START Supplied material
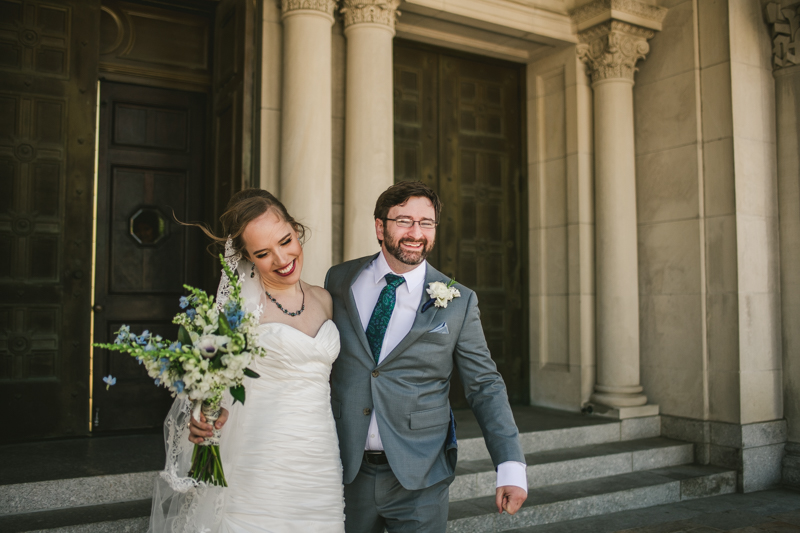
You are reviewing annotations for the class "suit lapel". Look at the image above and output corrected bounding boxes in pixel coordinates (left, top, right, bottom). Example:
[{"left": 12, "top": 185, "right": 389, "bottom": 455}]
[
  {"left": 376, "top": 264, "right": 449, "bottom": 366},
  {"left": 345, "top": 252, "right": 380, "bottom": 359}
]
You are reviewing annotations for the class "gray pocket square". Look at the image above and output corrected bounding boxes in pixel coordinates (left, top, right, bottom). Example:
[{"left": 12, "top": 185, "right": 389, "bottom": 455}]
[{"left": 428, "top": 322, "right": 450, "bottom": 335}]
END Supplied material
_The request_
Convert every line of the items above into a JSON list of strings, one string per line, with blank lines and the pictures left out.

_Full output_
[
  "You are reviewing annotations for the class \"suit lapel\". Look at the image above and output corrected bounding boxes in pixel coordinates (left, top, right, bottom). Example:",
  "[{\"left\": 12, \"top\": 185, \"right\": 389, \"bottom\": 455}]",
  "[",
  "  {\"left\": 376, \"top\": 264, \"right\": 449, \"bottom\": 366},",
  "  {\"left\": 345, \"top\": 252, \"right\": 380, \"bottom\": 359}",
  "]",
  "You are reviewing annotations for the class \"gray pocket square\". Look at the image above and output corrected bounding boxes in pixel coordinates (left, top, right, bottom). Example:",
  "[{\"left\": 12, \"top\": 185, \"right\": 389, \"bottom\": 455}]",
  "[{\"left\": 428, \"top\": 322, \"right\": 450, \"bottom\": 335}]"
]